**Enunciado**
Cuenta las líneas de las entradas siguientes que contienen la palabra "small". Responde únicamente con el número.

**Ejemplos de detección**
****
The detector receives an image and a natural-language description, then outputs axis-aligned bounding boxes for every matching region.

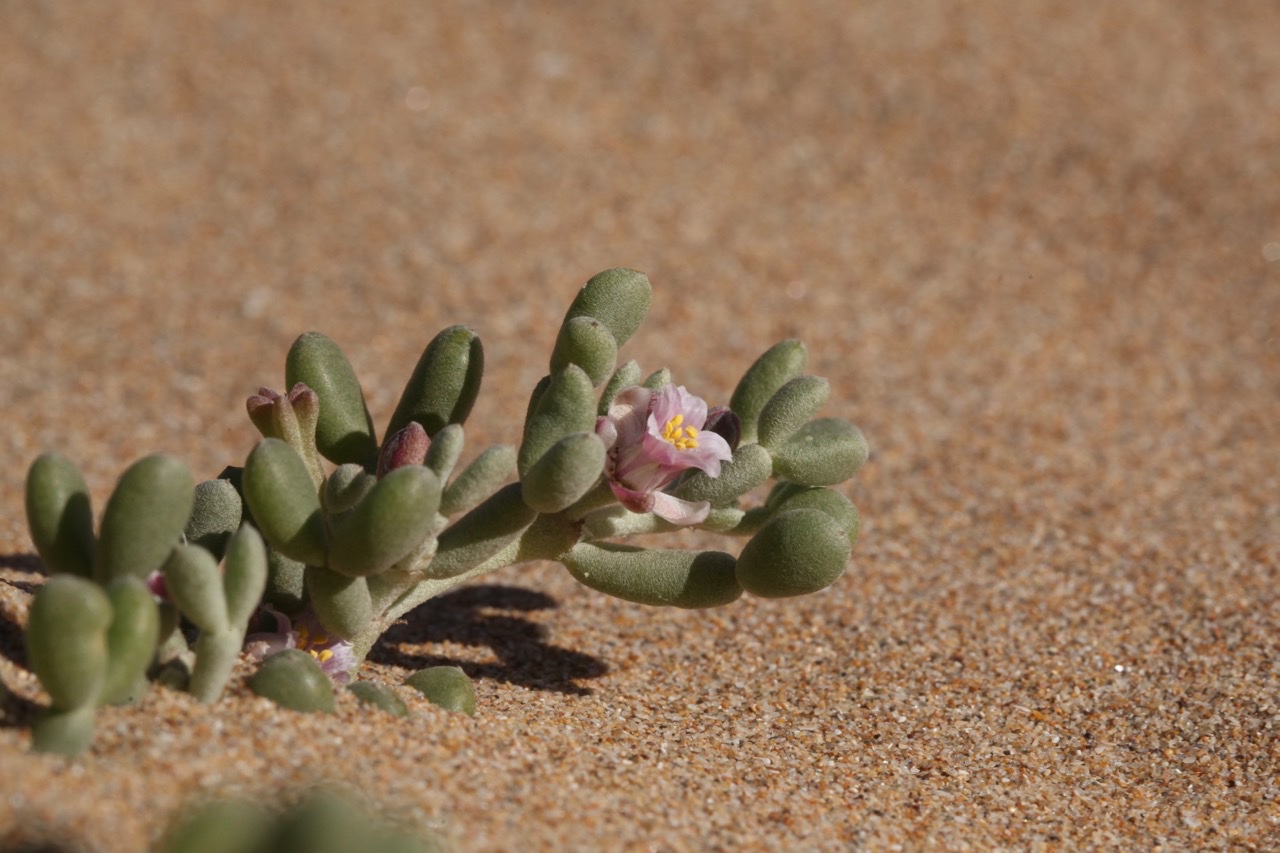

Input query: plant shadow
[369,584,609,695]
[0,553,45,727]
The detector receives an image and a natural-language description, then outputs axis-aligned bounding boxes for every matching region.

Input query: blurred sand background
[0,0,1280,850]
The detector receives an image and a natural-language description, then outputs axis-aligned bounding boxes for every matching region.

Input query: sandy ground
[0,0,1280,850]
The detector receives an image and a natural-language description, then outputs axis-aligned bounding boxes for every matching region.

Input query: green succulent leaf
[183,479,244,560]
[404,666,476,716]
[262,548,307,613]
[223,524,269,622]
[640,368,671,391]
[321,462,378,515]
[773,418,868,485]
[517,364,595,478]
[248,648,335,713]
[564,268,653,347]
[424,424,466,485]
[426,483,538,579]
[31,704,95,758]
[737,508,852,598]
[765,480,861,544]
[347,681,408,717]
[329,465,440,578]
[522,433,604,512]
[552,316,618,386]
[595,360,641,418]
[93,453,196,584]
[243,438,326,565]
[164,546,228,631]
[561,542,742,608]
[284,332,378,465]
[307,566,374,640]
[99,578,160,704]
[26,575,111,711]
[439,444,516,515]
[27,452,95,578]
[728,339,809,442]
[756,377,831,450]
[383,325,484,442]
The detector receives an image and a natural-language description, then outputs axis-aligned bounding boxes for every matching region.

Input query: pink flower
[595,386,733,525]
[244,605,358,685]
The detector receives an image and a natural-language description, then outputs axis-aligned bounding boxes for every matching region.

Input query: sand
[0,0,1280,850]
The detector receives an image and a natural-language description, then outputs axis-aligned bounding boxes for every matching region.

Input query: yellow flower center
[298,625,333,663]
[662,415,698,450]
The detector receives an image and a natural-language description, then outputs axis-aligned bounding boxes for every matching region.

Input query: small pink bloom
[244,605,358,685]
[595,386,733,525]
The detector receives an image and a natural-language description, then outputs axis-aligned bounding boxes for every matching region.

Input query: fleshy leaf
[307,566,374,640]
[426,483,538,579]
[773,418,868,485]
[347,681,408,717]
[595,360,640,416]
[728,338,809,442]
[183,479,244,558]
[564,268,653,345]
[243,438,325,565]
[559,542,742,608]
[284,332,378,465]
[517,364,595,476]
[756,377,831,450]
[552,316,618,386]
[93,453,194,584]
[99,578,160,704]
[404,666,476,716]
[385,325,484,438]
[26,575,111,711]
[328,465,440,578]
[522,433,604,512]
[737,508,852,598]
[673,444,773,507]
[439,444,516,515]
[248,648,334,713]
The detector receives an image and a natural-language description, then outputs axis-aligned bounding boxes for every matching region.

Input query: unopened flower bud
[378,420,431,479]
****
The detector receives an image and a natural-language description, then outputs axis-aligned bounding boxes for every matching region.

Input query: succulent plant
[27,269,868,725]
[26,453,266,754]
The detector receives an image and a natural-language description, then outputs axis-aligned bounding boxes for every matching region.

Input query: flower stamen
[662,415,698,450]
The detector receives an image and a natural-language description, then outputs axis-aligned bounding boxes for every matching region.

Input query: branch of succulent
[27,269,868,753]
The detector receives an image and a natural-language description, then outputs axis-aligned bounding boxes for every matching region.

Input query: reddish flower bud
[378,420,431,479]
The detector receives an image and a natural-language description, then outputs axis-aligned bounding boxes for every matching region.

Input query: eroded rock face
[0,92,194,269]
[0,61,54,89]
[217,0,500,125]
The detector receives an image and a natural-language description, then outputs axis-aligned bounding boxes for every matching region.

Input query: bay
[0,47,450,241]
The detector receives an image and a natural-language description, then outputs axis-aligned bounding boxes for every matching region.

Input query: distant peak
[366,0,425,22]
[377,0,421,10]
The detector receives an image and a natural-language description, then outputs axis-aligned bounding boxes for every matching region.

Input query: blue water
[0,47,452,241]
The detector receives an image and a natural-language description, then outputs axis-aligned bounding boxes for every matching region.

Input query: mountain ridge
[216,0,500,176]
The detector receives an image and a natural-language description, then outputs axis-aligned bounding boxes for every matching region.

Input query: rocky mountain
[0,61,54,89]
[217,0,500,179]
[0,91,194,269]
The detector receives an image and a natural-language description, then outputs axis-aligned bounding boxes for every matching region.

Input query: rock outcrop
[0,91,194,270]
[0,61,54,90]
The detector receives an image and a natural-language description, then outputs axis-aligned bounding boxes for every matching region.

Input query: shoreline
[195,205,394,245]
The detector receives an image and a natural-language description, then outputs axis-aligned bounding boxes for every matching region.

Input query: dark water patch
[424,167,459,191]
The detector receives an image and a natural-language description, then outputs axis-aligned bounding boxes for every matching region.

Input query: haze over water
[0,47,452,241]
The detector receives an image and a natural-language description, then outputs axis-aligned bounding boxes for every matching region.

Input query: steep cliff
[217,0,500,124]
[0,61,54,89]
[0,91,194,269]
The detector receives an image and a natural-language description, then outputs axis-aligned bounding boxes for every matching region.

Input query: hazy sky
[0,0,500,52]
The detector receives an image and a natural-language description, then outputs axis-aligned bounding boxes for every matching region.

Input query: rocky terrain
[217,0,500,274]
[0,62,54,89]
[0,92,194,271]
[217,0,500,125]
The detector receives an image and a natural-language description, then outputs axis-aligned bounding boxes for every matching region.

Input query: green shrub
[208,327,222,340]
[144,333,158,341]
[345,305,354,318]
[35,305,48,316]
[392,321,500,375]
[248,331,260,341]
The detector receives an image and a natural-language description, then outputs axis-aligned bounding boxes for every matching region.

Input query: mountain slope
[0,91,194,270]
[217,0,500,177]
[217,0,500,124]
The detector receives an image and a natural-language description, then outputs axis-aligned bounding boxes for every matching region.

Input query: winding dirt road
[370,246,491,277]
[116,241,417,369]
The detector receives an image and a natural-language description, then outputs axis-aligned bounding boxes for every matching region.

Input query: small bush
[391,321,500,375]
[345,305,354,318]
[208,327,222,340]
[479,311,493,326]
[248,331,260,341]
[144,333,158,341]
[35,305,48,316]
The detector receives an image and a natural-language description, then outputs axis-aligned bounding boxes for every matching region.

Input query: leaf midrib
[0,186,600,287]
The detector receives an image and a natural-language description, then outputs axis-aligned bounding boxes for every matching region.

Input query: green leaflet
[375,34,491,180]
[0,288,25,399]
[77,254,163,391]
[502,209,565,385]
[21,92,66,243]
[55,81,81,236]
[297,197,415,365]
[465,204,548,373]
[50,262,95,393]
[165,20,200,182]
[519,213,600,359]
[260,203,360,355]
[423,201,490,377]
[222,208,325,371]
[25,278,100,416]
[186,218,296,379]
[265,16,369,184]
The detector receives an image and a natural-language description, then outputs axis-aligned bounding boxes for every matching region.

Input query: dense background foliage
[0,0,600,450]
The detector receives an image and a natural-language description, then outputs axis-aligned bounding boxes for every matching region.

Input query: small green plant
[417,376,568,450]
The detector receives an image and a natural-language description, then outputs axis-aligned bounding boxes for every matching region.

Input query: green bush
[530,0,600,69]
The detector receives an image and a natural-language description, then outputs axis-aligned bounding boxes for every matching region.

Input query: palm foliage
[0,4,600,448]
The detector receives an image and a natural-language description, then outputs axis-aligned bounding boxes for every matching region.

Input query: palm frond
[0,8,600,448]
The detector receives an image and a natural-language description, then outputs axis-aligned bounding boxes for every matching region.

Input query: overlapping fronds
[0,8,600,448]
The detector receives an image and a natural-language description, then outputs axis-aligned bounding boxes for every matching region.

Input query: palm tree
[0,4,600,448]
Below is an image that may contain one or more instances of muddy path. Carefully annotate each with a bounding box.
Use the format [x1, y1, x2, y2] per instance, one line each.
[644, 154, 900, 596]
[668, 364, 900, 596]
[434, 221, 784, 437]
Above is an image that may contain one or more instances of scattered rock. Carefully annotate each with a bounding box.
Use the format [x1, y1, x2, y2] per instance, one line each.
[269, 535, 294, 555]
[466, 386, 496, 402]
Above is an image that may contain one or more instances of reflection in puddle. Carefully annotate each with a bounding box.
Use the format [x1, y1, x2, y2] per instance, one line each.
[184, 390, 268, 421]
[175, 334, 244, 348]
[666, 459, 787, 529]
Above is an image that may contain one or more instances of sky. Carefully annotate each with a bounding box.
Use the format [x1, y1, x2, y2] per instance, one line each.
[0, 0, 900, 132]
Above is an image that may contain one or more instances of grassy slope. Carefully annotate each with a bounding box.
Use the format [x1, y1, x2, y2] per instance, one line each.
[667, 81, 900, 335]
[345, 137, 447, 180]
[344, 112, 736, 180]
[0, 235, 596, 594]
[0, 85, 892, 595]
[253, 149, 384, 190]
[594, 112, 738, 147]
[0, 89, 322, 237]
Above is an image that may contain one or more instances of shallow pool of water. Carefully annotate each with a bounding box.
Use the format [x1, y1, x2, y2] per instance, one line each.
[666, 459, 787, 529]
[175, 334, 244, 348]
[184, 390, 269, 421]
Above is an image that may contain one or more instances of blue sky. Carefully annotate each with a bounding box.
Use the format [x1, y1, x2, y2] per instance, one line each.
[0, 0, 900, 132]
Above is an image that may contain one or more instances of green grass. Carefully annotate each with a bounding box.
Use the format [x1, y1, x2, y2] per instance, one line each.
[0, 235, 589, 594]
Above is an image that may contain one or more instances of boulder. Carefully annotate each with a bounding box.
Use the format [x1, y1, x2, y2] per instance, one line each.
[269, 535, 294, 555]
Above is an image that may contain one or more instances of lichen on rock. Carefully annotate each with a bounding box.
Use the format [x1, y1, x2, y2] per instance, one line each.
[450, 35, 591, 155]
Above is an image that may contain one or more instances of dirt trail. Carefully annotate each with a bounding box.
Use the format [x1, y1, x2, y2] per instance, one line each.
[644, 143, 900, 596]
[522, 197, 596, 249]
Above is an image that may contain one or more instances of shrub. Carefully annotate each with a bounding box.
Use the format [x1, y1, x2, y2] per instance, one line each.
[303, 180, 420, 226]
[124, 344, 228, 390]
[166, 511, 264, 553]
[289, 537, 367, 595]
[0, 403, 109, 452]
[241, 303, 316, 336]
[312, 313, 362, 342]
****
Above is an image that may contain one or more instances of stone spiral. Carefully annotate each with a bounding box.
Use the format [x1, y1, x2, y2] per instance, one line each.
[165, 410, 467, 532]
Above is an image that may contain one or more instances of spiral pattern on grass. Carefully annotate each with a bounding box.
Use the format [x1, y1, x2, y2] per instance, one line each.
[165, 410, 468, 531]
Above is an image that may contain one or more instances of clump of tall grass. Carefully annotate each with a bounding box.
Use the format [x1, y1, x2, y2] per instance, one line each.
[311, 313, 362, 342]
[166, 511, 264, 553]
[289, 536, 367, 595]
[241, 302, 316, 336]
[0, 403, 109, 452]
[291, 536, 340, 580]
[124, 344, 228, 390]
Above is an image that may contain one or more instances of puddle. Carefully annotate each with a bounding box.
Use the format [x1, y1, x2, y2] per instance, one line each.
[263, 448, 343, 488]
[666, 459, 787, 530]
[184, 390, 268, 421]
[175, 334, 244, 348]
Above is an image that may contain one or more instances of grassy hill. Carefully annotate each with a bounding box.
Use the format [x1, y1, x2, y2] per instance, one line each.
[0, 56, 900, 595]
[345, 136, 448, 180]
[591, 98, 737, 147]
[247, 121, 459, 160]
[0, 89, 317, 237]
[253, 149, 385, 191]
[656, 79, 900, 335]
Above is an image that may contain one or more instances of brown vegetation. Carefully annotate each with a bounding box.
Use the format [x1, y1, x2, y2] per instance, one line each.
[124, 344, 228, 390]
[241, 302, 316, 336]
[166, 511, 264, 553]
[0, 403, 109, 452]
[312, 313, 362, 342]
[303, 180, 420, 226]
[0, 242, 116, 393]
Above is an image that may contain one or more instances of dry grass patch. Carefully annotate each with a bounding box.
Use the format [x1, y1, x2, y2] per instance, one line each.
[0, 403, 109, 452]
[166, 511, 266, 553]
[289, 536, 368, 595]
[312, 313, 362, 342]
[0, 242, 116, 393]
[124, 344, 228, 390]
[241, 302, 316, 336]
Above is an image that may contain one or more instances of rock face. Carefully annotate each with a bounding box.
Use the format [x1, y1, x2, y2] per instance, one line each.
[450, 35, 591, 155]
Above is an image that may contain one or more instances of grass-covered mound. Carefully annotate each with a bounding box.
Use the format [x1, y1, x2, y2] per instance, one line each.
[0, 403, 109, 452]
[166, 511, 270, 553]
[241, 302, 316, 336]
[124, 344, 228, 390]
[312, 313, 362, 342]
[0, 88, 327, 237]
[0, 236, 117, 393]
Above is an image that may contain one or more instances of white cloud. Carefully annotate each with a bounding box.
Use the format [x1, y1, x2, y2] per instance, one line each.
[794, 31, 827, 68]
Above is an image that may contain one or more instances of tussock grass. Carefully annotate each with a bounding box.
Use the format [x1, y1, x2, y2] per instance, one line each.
****
**Respuesta correcta**
3